● **Brief**
Find every line in the records below that contains the string "number", treating uppercase and lowercase as different, and copy each of those lines.

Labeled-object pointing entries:

########################################

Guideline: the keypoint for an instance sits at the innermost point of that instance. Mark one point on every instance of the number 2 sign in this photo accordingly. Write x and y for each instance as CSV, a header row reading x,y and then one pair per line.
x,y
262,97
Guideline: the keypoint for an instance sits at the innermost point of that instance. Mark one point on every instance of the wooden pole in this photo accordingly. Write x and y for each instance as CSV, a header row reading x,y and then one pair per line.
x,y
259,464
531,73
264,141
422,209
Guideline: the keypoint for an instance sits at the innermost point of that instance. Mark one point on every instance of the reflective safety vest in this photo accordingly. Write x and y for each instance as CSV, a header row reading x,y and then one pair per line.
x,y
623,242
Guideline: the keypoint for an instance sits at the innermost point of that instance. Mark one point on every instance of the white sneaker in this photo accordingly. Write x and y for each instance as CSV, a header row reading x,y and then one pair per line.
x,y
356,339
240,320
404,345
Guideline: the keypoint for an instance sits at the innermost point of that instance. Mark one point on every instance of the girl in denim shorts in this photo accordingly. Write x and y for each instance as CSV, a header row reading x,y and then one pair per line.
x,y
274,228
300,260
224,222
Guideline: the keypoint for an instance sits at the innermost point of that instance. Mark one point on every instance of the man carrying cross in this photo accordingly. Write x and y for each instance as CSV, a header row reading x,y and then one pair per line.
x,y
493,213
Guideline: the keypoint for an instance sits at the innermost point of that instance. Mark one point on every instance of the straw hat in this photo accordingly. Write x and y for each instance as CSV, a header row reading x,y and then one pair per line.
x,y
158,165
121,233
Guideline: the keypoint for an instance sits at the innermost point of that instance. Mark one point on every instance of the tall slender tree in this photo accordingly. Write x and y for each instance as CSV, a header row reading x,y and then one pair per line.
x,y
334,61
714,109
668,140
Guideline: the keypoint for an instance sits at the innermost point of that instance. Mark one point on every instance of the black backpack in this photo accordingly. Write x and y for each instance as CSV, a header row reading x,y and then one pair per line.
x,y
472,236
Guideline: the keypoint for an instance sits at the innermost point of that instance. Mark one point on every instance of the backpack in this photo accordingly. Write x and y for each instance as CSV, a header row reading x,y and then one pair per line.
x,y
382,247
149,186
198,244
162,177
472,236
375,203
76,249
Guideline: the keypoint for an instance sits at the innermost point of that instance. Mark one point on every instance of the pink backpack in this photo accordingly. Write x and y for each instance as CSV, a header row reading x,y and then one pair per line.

########################################

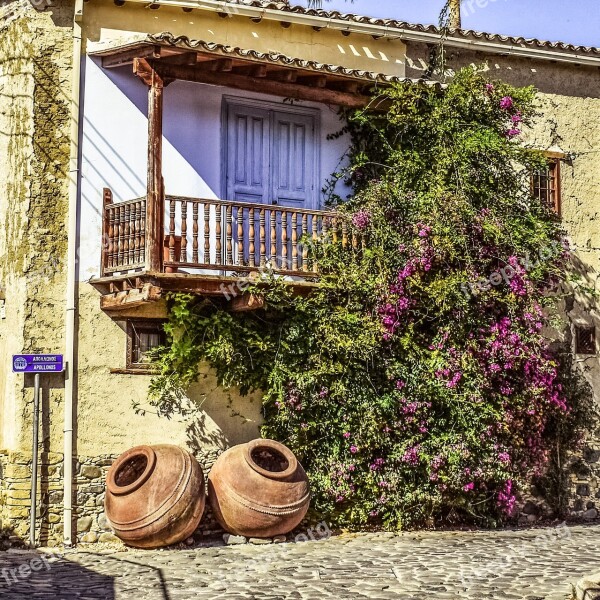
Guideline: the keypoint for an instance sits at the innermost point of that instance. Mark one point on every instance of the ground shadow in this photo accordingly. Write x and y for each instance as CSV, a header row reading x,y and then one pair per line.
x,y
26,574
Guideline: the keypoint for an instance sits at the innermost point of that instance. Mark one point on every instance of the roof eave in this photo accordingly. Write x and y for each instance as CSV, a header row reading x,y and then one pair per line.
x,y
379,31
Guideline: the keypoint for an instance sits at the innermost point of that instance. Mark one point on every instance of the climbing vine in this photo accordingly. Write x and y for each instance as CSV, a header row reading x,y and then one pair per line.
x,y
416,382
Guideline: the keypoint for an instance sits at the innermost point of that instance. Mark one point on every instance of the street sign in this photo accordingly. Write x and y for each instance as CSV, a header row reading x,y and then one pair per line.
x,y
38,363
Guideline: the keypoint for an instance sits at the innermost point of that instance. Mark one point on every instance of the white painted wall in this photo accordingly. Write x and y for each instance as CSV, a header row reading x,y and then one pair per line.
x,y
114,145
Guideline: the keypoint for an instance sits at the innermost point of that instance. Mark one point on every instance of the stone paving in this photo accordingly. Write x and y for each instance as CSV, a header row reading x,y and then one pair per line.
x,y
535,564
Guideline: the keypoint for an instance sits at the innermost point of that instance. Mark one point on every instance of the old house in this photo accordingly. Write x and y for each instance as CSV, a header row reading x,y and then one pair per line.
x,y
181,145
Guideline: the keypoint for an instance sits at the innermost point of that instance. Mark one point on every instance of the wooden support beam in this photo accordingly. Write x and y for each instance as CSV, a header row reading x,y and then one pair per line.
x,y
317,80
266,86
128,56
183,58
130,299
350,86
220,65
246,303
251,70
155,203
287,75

########################################

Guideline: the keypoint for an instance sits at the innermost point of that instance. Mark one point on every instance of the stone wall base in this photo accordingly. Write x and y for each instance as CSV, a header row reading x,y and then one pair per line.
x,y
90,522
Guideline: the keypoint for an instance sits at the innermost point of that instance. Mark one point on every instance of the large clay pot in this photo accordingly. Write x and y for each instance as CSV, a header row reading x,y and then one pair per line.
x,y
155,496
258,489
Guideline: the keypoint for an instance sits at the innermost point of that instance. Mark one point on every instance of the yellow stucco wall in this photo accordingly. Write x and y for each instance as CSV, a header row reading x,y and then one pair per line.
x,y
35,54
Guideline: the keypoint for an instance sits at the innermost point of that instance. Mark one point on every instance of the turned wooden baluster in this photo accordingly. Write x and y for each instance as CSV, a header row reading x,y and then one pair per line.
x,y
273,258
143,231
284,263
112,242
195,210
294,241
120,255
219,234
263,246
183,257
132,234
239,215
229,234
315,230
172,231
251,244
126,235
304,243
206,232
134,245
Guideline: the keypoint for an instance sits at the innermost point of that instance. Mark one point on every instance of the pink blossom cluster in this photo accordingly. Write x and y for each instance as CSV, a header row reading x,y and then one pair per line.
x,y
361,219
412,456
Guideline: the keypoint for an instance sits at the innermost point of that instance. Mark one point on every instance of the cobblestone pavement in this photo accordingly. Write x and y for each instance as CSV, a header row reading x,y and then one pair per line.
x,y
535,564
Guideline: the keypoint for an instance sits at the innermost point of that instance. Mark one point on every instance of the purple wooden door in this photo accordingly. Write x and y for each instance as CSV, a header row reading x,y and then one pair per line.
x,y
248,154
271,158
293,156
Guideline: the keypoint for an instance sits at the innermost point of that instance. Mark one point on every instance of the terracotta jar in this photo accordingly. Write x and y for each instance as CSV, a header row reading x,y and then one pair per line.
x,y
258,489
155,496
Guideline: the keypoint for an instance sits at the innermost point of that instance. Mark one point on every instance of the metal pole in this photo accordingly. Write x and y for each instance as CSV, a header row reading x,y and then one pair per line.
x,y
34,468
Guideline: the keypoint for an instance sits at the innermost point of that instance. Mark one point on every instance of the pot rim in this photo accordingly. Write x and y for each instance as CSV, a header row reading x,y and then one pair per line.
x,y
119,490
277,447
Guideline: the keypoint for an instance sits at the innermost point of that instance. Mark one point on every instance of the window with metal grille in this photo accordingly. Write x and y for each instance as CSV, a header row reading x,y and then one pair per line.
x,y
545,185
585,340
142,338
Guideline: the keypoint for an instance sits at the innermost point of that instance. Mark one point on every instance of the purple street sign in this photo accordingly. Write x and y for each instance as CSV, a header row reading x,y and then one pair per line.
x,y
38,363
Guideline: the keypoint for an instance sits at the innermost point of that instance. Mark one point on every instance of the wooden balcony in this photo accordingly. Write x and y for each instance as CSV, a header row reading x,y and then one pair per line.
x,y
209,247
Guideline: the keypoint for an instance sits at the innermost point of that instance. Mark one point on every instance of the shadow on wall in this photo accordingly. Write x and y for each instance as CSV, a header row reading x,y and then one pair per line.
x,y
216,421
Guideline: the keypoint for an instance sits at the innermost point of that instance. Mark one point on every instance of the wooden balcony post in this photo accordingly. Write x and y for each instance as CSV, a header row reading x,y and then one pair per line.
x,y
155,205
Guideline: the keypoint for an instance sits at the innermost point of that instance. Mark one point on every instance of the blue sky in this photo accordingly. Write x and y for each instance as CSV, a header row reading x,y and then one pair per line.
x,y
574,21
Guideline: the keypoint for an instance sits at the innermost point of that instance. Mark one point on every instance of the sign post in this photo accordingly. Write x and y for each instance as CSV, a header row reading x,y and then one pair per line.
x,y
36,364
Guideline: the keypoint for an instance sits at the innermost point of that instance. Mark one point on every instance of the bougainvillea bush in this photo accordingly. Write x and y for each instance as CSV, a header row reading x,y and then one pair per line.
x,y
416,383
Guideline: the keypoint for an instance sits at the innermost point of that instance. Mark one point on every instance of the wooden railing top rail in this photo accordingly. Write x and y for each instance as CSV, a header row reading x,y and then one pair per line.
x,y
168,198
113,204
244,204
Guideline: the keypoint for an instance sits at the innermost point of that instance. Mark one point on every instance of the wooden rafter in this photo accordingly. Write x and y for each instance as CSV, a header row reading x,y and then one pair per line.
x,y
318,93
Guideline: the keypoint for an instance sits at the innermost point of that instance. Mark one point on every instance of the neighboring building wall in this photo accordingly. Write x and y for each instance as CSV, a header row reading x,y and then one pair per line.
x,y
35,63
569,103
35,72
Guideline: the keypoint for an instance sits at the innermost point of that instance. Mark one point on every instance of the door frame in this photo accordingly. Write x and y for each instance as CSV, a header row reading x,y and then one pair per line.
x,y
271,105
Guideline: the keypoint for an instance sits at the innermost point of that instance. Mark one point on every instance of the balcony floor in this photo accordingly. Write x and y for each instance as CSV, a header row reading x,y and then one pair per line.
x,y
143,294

########################################

● **Answer to the problem**
Guideline: the keypoint for an instance sits at the innermost point of that instance. Mark one point on every instance of the number 2 sign in this photo accordingly. Write x and y for each instance as CSV, a header row reading x,y and then one pair per line.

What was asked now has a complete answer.